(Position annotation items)
* start *

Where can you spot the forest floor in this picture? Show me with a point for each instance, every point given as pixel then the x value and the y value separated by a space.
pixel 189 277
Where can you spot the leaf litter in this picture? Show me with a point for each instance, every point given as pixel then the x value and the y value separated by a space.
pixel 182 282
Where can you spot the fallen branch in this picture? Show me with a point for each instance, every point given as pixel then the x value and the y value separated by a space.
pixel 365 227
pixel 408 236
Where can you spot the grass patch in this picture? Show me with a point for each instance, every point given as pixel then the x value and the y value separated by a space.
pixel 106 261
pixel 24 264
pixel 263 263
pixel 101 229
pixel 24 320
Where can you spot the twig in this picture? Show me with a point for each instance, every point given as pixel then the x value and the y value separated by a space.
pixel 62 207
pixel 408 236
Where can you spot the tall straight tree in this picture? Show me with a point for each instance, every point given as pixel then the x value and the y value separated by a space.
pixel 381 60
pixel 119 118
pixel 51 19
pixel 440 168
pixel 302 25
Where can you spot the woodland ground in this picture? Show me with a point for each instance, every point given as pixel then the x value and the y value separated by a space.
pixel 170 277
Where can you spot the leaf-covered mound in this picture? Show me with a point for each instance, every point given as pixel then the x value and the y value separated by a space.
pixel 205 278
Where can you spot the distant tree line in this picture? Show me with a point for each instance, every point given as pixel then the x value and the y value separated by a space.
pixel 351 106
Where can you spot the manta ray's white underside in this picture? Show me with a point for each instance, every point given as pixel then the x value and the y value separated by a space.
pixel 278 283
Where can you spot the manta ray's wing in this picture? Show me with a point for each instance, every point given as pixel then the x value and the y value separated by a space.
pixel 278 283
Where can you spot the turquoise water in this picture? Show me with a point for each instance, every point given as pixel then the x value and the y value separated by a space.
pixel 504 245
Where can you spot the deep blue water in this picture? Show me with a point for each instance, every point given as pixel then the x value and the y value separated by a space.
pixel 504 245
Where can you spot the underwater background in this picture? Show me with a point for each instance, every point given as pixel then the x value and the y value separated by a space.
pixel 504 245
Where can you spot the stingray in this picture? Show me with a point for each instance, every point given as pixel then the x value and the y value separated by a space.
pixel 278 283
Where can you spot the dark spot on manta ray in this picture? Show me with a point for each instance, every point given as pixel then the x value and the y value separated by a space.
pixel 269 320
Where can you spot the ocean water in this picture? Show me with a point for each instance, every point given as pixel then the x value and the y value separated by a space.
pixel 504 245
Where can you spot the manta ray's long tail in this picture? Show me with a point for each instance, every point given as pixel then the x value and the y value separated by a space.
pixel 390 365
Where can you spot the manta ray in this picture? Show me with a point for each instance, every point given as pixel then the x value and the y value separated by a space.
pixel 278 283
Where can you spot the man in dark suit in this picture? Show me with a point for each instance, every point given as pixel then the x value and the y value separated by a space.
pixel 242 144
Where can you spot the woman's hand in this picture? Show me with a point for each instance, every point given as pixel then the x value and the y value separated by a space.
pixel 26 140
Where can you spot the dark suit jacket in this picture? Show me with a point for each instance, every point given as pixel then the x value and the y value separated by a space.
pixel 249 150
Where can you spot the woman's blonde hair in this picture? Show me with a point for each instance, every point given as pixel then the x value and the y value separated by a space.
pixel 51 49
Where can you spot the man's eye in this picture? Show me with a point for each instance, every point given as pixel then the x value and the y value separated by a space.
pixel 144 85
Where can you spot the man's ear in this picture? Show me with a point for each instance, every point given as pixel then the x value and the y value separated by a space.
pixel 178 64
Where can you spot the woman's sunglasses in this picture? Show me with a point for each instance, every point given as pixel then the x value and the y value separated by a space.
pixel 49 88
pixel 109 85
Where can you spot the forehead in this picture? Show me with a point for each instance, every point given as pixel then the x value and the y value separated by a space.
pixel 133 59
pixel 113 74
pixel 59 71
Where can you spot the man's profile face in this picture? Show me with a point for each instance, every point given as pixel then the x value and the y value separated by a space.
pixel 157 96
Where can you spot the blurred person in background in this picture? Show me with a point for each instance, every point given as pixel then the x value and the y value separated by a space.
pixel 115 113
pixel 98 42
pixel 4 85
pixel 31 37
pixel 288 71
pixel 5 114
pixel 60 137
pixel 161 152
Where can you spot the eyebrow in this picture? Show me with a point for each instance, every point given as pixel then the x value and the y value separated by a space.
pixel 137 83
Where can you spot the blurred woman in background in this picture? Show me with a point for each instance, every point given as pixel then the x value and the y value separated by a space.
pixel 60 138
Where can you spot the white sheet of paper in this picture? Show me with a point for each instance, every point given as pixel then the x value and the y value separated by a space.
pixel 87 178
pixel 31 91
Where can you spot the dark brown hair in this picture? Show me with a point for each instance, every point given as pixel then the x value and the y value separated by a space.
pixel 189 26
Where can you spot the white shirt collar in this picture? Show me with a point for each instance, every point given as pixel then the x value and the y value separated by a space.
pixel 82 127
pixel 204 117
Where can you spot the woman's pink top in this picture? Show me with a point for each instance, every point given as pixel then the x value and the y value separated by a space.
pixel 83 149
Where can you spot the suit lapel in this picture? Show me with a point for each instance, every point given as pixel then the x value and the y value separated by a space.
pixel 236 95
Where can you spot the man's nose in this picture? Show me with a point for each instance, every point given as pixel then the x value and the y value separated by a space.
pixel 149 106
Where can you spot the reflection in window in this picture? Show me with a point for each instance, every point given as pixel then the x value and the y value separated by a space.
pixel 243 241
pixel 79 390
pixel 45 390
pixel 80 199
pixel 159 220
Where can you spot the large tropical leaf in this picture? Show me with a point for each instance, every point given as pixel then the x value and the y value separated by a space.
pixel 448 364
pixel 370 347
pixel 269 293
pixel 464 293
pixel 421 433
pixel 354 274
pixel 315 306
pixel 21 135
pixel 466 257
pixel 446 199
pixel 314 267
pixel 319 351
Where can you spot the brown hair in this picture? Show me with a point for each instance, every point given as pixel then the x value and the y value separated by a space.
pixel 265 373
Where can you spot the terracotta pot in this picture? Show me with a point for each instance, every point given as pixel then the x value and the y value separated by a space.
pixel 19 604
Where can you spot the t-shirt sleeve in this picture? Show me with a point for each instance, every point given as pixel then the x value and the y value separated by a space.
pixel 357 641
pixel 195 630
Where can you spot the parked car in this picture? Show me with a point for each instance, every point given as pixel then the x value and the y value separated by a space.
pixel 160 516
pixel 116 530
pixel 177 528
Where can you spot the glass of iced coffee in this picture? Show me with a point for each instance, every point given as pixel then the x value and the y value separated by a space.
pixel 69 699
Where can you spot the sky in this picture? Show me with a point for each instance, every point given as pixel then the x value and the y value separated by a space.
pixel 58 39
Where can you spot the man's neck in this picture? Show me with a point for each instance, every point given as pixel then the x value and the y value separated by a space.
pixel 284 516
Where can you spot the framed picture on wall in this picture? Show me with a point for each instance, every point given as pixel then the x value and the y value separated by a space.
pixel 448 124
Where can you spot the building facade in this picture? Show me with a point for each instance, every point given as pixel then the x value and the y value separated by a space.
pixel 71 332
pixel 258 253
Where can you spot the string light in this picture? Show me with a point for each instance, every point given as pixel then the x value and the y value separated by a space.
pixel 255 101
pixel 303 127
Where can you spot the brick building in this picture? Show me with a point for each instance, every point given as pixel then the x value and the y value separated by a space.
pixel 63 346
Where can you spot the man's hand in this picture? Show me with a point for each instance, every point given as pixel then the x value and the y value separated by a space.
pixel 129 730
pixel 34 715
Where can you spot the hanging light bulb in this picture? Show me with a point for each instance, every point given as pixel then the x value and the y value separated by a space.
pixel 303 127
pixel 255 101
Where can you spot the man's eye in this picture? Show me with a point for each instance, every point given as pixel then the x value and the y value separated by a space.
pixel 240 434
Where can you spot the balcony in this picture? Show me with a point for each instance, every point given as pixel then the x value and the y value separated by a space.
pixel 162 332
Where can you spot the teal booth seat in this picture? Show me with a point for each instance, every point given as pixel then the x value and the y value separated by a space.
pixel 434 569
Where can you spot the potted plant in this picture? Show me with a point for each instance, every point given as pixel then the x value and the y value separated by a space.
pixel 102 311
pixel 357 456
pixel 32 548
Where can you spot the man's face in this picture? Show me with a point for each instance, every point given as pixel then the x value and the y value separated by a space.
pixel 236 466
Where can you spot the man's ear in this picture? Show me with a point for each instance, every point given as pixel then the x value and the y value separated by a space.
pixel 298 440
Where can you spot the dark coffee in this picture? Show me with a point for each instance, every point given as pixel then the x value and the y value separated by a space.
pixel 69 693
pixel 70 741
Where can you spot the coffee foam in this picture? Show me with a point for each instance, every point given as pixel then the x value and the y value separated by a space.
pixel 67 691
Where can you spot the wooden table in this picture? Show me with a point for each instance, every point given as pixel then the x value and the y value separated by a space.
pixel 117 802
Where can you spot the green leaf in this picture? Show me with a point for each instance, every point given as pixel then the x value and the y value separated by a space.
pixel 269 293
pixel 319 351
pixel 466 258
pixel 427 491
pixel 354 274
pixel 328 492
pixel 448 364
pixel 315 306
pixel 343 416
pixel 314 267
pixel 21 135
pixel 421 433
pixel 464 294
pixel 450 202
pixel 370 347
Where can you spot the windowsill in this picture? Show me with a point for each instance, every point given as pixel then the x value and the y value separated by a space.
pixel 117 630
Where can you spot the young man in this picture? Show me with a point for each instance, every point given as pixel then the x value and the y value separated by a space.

* end *

Copy the items from the very first line through the line containing "pixel 182 282", inclusive, keeping every line unchanged.

Full output:
Where can you spot the forest floor in this picture? Show me with a point for each instance, every point given as pixel then the x value and the y value separated by a space.
pixel 189 277
Where can you spot the leaf litter in this picture? Show me with a point for each instance, every point given as pixel then the x value and the y value separated by a space.
pixel 182 282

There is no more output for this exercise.